■ What you will do:
1. Answer these questions using the passage on the virtual CES.
(a) How many exhibitors did the virtual showcase serve?
(b) Which two cloud computing rivals of Microsoft are named?
(c) When was the panel debate on user privacy taped?
2. Write the next part of the passage on Microsoft running the virtual CES, starting after its final sentence.

■ Passage shown:
####

This week, Microsoft had a big test on its hands — how to help transform the world's biggest gadget show into an online-only event.
The choice of Microsoft to power this year's CES and create a virtual showcase for its 1,800 exhibitors gave the tech giant a big promotional boost over its best-known cloud computing rivals, Amazon and Google.
But it also posed reputational risks, as organizers of this week's event tried to cobble together a trove of web content and mostly prerecorded panel discussions in a way that could at least partially evoke the gaudy, high-energy convention that takes over the Las Vegas strip each January.
At times, it was hard to pretend this year's virtual CES was a live event.
“Don’t tell people we’re recording in December,” said panel moderator and venture capitalist Rajeev Chand, jokingly admonishing a Twitter executive after his comments revealed that their debate on user privacy, aired Tuesday, was taped nearly a month earlier.

####

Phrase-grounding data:
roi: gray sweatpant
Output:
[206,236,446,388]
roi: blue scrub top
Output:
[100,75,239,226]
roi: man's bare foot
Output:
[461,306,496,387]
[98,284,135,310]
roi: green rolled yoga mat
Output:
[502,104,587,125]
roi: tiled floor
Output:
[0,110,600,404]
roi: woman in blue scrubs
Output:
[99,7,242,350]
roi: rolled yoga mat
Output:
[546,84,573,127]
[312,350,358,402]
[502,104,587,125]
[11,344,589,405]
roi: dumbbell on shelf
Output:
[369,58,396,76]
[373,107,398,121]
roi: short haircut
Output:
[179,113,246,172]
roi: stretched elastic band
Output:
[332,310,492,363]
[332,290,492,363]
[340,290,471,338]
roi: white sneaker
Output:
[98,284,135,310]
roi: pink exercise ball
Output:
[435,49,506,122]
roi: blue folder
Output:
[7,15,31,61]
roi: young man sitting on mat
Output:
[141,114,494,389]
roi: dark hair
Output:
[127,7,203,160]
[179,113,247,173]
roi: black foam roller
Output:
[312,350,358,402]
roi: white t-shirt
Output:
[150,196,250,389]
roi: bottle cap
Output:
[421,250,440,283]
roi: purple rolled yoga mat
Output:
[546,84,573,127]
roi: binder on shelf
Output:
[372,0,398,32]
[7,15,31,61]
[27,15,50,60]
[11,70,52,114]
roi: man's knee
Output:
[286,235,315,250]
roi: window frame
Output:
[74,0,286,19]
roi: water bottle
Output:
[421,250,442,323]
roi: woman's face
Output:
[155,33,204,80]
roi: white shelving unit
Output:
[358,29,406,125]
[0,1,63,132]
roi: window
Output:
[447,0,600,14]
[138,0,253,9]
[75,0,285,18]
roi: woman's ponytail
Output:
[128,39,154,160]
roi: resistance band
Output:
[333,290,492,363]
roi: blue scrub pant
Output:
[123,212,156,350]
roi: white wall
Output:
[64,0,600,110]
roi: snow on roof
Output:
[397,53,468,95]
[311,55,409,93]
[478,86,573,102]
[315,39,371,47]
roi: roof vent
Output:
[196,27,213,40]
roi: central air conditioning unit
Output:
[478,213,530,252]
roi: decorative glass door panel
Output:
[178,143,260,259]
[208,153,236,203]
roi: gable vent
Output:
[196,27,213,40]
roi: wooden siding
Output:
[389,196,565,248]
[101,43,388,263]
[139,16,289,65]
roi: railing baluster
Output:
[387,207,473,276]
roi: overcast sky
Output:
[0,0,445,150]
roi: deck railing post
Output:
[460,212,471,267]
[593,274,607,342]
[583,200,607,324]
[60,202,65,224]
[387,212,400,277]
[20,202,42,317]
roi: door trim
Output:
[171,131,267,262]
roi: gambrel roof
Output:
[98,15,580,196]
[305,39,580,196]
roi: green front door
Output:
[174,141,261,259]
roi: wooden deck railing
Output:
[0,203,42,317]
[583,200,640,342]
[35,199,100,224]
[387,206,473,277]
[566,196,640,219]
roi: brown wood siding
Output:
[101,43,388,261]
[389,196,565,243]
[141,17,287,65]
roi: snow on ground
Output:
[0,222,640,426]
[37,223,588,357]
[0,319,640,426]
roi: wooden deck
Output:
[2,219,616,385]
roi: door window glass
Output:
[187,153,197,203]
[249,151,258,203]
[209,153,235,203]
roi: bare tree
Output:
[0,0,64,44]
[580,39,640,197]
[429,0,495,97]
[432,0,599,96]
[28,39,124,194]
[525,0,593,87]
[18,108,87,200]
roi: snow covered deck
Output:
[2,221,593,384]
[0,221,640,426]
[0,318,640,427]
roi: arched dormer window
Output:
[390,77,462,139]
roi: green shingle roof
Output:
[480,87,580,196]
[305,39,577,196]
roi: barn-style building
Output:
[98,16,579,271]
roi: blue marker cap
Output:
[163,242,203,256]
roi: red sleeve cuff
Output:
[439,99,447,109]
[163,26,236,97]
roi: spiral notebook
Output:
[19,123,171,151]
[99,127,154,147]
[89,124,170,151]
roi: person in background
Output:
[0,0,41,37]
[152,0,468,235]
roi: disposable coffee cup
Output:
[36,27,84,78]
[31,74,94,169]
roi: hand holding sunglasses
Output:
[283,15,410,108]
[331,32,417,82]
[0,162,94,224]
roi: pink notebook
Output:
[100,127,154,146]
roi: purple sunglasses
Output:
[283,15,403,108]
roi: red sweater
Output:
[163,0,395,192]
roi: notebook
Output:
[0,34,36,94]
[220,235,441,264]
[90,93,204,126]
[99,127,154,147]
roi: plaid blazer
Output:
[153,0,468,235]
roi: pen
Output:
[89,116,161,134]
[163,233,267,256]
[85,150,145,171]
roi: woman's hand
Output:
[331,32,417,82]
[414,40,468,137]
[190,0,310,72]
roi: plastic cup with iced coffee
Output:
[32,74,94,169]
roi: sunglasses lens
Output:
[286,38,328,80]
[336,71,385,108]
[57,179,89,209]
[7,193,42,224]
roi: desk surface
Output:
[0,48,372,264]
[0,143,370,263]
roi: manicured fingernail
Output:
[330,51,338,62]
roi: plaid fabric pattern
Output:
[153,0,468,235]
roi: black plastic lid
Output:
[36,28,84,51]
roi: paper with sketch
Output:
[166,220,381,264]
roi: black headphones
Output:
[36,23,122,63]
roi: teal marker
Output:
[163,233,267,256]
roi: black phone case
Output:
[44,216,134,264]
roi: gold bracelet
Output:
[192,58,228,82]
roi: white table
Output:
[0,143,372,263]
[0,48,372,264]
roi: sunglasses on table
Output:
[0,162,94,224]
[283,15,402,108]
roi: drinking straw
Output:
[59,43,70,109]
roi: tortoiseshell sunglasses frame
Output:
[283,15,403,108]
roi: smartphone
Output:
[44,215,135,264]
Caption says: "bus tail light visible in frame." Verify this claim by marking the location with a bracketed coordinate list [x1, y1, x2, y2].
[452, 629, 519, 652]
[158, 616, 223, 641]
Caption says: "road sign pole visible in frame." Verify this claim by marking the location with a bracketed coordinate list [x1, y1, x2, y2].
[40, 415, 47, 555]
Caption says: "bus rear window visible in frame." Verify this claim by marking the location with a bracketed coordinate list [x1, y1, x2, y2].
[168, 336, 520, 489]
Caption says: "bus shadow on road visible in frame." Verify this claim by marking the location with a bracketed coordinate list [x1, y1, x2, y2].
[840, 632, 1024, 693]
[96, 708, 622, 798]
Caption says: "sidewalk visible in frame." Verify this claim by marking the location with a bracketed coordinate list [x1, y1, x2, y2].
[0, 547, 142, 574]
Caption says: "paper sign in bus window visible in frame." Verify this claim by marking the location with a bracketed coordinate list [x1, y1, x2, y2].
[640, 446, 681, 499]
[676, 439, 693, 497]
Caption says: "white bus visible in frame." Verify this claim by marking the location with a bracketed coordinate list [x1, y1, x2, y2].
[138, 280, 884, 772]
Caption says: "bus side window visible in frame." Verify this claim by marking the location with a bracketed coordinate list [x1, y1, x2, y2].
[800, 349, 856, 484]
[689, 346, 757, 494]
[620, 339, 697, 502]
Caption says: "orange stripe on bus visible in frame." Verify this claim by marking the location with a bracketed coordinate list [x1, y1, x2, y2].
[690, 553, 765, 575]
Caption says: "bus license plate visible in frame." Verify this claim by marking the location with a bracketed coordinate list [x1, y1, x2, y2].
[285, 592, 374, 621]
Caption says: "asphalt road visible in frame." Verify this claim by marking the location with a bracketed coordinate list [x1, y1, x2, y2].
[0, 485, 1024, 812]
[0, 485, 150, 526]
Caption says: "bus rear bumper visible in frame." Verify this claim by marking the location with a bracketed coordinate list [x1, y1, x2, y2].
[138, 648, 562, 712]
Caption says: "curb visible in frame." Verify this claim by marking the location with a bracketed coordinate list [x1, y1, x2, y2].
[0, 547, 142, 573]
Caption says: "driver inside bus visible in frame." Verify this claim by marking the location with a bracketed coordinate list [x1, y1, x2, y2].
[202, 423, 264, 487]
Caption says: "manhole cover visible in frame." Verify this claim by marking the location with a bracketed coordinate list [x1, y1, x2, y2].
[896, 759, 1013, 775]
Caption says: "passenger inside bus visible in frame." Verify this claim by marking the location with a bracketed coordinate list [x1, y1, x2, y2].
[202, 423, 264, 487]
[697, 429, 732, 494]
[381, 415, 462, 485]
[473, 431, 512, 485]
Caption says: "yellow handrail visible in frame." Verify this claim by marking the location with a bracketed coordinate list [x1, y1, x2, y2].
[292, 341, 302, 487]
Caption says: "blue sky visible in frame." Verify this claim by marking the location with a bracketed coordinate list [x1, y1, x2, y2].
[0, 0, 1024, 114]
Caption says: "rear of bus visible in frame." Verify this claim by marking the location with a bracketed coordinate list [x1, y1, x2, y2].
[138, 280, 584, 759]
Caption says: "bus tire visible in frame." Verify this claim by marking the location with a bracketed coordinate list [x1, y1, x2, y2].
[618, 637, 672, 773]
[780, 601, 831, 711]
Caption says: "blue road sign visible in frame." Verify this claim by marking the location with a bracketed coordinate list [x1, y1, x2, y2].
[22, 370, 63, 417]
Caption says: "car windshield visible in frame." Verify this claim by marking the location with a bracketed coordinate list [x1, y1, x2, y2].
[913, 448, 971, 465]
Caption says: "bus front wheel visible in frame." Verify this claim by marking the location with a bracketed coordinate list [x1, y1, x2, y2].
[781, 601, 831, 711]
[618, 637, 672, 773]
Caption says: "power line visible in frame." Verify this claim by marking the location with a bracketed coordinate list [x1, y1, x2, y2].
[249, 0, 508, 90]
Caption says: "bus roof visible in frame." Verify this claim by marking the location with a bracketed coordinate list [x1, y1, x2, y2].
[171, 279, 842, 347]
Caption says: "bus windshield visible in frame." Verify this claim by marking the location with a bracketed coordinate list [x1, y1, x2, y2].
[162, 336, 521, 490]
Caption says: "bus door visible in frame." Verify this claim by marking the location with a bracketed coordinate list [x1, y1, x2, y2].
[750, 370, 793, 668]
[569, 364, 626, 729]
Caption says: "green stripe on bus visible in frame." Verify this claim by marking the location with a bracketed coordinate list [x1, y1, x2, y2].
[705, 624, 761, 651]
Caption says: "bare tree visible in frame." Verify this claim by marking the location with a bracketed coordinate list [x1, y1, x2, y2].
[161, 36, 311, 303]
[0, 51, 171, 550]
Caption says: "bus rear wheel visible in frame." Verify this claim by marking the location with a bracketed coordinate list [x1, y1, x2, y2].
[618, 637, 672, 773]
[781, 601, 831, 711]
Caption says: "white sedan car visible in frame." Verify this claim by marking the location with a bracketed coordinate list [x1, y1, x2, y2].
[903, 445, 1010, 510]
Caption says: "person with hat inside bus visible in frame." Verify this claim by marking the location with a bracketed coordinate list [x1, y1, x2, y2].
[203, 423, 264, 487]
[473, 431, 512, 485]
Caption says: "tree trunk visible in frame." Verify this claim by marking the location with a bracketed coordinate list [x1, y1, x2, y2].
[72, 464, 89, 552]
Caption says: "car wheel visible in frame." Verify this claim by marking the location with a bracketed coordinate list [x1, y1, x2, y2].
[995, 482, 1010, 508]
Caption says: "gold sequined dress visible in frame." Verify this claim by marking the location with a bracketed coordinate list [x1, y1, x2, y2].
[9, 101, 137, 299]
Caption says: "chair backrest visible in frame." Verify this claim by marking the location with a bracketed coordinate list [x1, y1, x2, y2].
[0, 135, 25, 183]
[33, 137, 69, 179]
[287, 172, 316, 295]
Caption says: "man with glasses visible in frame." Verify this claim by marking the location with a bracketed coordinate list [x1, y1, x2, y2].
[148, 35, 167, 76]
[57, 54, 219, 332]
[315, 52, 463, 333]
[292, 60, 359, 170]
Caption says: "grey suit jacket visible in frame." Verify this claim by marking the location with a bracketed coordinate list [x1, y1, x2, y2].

####

■ Answers by item number:
1.
(a) 1,800
(b) Amazon and Google
(c) In December, nearly a month before it aired Tuesday

2.
The Consumer Technology Association, the trade group that runs CES, said it made a final decision in July that its premier event would be virtual, then put out a request for bids and evaluated more than 40 digital platforms before announcing its choice of Microsoft in October. The tech company already had some experience hosting its own big events virtually during the pandemic, including last year’s Build and Ignite conferences, each of which had roughly 200,000 participants.
But Microsoft's marquee involvement in CES is a change from recent years when Google and Amazon dominated the annual Las Vegas convention with ubiquitous marketing and splashy displays — even a theme park-style ride — as they competed against each other to showcase their digital voice assistants.
Microsoft, by contrast, has kept a lower profile as it's shifted from a consumer-focused business to one focused on selling its software and services to big organizations.